(Referring expression grounding data)
· · · · · · ·
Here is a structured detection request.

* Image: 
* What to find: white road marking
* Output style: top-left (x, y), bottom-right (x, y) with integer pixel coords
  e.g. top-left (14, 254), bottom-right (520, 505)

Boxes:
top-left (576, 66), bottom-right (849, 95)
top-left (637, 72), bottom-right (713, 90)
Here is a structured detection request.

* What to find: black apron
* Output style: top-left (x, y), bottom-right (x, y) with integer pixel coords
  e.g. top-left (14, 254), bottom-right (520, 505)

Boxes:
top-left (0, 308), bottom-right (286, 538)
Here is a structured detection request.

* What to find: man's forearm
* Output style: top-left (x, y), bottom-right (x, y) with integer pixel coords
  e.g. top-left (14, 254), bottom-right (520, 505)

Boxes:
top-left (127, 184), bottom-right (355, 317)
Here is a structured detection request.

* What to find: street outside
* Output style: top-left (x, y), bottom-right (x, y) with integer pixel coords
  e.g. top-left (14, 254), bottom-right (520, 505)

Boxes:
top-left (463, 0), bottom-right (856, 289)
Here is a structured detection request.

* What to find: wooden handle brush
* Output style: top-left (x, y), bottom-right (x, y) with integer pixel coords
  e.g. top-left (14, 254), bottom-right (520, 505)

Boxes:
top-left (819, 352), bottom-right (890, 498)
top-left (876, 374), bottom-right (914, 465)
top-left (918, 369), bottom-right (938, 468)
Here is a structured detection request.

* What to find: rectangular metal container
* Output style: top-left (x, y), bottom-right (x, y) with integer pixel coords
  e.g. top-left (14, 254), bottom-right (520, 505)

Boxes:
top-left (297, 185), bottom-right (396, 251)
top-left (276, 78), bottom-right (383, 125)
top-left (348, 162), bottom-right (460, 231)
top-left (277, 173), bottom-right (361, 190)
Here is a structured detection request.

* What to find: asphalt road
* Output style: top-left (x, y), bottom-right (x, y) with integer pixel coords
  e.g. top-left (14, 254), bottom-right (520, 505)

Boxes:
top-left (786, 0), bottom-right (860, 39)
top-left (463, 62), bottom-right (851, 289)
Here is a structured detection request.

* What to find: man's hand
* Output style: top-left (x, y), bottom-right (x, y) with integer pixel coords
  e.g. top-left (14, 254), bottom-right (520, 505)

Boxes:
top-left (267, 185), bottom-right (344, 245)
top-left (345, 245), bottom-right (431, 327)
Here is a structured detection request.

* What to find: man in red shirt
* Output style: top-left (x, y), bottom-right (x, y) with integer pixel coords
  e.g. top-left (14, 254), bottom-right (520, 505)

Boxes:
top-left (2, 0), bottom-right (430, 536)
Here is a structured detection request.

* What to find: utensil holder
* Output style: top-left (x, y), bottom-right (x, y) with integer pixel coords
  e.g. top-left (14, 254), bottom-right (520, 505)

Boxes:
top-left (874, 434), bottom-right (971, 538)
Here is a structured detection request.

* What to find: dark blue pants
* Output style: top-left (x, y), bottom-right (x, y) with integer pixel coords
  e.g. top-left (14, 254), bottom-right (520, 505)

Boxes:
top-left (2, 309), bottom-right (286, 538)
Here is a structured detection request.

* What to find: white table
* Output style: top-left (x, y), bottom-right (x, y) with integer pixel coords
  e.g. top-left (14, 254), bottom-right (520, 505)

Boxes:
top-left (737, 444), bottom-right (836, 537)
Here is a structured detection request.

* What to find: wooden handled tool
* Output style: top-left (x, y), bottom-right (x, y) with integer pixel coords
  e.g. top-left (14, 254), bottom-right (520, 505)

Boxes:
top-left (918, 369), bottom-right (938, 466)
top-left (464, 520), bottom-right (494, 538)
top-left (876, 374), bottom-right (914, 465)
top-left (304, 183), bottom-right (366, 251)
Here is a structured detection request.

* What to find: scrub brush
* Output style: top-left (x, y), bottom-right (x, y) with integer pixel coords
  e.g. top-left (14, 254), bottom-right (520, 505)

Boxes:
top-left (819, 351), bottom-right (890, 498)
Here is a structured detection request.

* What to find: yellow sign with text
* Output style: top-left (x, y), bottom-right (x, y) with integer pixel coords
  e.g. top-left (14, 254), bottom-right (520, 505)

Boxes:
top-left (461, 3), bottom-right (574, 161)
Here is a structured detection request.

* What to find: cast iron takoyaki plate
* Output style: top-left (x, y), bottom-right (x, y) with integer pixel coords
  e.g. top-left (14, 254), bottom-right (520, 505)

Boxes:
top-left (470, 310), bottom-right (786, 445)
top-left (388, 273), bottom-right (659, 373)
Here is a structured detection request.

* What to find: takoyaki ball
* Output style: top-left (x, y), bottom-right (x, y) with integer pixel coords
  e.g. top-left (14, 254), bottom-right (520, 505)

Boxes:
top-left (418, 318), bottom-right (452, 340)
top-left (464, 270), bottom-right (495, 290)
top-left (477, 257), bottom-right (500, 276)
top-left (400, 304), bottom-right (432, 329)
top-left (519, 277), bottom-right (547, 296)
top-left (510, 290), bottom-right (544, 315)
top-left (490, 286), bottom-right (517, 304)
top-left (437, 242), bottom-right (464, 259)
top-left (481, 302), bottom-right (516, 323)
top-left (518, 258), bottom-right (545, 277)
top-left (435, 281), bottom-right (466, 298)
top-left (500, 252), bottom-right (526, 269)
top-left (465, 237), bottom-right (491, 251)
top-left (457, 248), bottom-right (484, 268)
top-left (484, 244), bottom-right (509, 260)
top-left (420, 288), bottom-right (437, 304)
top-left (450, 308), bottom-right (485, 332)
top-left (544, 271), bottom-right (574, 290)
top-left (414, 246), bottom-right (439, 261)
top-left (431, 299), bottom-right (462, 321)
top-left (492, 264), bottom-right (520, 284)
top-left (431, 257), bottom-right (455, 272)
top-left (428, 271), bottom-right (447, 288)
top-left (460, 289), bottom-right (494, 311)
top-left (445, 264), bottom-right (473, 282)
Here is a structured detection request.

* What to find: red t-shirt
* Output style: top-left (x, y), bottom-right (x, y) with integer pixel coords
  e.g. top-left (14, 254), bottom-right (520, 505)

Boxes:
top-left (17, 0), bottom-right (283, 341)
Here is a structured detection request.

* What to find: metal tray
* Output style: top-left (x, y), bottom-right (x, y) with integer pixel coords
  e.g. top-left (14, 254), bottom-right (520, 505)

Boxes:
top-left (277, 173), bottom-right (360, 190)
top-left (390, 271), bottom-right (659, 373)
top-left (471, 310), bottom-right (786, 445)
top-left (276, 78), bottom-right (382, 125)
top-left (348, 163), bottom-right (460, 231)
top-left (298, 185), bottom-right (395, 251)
· · · · · · ·
PROBLEM TO WORK ON >>
Find every line in the records that has the word "road". Copy those lines.

OUTPUT OF THE EXERCISE >>
* What to find: white road marking
* What to find: asphalt road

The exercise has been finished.